→ What to produce
Retype the listing that follows, word for word.

→ Provided data
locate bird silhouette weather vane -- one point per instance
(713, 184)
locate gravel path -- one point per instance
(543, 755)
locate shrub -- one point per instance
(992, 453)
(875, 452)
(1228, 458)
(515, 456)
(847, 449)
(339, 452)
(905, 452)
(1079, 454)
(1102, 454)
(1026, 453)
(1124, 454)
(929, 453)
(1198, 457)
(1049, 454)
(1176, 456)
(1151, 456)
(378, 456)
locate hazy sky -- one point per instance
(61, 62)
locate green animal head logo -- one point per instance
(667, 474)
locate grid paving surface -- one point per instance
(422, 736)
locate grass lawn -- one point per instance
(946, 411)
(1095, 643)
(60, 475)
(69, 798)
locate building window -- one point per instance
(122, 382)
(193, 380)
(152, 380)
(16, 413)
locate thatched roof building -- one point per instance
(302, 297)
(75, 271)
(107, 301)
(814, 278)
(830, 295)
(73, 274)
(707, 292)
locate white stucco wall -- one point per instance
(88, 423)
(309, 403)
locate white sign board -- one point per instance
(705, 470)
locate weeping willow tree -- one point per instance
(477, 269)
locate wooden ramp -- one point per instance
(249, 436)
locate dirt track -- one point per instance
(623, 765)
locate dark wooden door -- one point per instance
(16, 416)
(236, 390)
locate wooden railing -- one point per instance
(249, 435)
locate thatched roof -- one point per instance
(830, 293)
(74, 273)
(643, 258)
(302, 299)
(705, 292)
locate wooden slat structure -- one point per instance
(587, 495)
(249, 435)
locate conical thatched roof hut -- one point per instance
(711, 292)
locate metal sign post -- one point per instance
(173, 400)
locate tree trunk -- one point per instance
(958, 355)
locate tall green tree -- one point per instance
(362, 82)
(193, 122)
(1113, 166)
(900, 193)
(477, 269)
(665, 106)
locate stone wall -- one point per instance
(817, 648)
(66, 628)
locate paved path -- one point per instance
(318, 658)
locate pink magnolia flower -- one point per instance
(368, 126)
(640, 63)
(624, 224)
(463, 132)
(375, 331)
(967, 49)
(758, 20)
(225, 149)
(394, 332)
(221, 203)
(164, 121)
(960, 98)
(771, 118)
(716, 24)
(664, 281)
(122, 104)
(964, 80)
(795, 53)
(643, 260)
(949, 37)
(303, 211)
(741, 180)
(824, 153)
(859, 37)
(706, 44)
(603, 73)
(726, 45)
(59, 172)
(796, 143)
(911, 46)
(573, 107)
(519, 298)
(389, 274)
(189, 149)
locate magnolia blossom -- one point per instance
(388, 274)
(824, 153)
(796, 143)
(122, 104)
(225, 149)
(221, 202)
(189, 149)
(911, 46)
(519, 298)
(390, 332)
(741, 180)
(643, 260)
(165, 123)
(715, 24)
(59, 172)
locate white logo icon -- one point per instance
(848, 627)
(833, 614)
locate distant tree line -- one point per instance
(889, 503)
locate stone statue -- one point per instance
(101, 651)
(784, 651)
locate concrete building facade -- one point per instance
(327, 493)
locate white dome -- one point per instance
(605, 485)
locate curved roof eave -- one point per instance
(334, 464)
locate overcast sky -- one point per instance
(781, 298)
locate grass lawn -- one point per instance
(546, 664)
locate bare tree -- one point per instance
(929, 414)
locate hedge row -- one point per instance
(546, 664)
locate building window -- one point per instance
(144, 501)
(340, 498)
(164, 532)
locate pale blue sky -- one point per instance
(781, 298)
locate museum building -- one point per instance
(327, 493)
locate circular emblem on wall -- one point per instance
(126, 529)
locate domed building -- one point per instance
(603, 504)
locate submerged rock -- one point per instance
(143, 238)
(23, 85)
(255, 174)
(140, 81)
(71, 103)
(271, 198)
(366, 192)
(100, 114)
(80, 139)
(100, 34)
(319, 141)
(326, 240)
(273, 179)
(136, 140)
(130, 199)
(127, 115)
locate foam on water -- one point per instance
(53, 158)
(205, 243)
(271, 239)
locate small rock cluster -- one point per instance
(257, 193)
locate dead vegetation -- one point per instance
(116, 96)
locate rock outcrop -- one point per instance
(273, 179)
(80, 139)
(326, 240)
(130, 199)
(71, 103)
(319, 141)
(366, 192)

→ Response below
locate bird silhouette weather vane -- one point per instance
(713, 184)
locate gravel path -- one point per instance
(543, 755)
locate shrub -- one point per instance
(992, 453)
(875, 452)
(1228, 458)
(515, 456)
(847, 449)
(339, 452)
(905, 452)
(1079, 454)
(1102, 454)
(1026, 453)
(1124, 454)
(929, 453)
(1198, 457)
(1049, 454)
(1176, 456)
(1151, 456)
(378, 456)
locate hazy sky -- one point per instance
(61, 62)
locate green animal head logo -- one point per instance
(667, 474)
locate grid paving surface -- one point per instance
(422, 736)
locate grass lawn -- one point per instance
(946, 411)
(1095, 643)
(60, 475)
(69, 798)
locate building window -- one point per instance
(122, 382)
(193, 380)
(152, 380)
(16, 413)
locate thatched roof building -- one point per instance
(302, 297)
(75, 271)
(107, 301)
(814, 278)
(830, 295)
(73, 274)
(707, 292)
locate white stucco wall -- one point per instance
(88, 423)
(309, 403)
locate white sign board -- one point per instance
(705, 470)
locate weeping willow tree -- one point per instance
(477, 269)
locate wooden ramp -- one point per instance
(249, 436)
locate dirt track -- one point per instance
(623, 765)
locate dark wooden door -- one point per instance
(16, 416)
(236, 390)
locate wooden railing -- one point per instance
(249, 435)
locate thatched roof -- one point per instance
(830, 293)
(74, 273)
(643, 258)
(302, 299)
(705, 292)
locate wooden slat structure -- one point per instance
(587, 495)
(249, 435)
locate conical thatched roof hut -- one point per instance
(711, 292)
locate metal sign post -- one point per instance
(173, 400)
locate tree trunk -- one point per instance
(958, 355)
locate tall green tree -- one point per instance
(362, 82)
(193, 122)
(1113, 166)
(900, 193)
(477, 269)
(665, 106)
locate stone wall -- one point per instance
(817, 648)
(66, 628)
locate paved path -- one point per instance
(318, 658)
locate pink magnolia flower -- one point per instance
(368, 126)
(640, 63)
(624, 224)
(463, 132)
(375, 331)
(967, 49)
(758, 20)
(225, 149)
(394, 332)
(221, 203)
(164, 121)
(960, 98)
(771, 118)
(716, 24)
(664, 281)
(122, 104)
(964, 80)
(795, 53)
(643, 260)
(949, 37)
(303, 211)
(741, 180)
(824, 153)
(859, 37)
(706, 44)
(603, 73)
(726, 45)
(59, 172)
(796, 143)
(911, 46)
(573, 107)
(519, 298)
(389, 274)
(189, 149)
locate magnolia blossom -- one point per instance
(388, 274)
(824, 153)
(796, 143)
(122, 104)
(225, 149)
(221, 202)
(189, 149)
(911, 46)
(519, 298)
(390, 332)
(741, 180)
(643, 260)
(165, 123)
(715, 24)
(59, 172)
locate white logo icon -- one point per instance
(848, 627)
(833, 614)
locate distant tree line -- one point per instance
(889, 503)
locate stone statue -- one point per instance
(101, 651)
(784, 651)
locate concrete building facade -- one point per instance
(327, 493)
locate white dome -- one point per instance
(605, 485)
locate curved roof eave -- one point per instance
(334, 464)
locate overcast sky -- one point per instance
(781, 298)
locate grass lawn -- one point per instance
(546, 664)
locate bare tree -- one point per instance
(929, 414)
locate hedge row -- one point per instance
(546, 664)
locate building window -- one point per instance
(144, 501)
(340, 498)
(164, 532)
locate pale blue sky -- one point per instance
(781, 298)
locate museum building -- one point per instance
(327, 493)
locate circular emblem on wall -- one point per instance
(126, 529)
locate domed building -- one point per instance
(603, 504)
locate submerged rock -- one point per instance
(143, 238)
(23, 85)
(255, 174)
(140, 81)
(71, 103)
(271, 198)
(366, 192)
(100, 114)
(80, 139)
(100, 34)
(319, 141)
(326, 240)
(273, 179)
(136, 140)
(130, 199)
(127, 115)
locate foam on water -- one point per instance
(53, 158)
(205, 243)
(271, 239)
locate small rock cluster -- one point per instance
(257, 193)
locate dead vegetation -- one point per instance
(116, 96)
locate rock outcrop -- one point per instance
(273, 179)
(80, 139)
(326, 240)
(130, 199)
(71, 103)
(319, 141)
(366, 192)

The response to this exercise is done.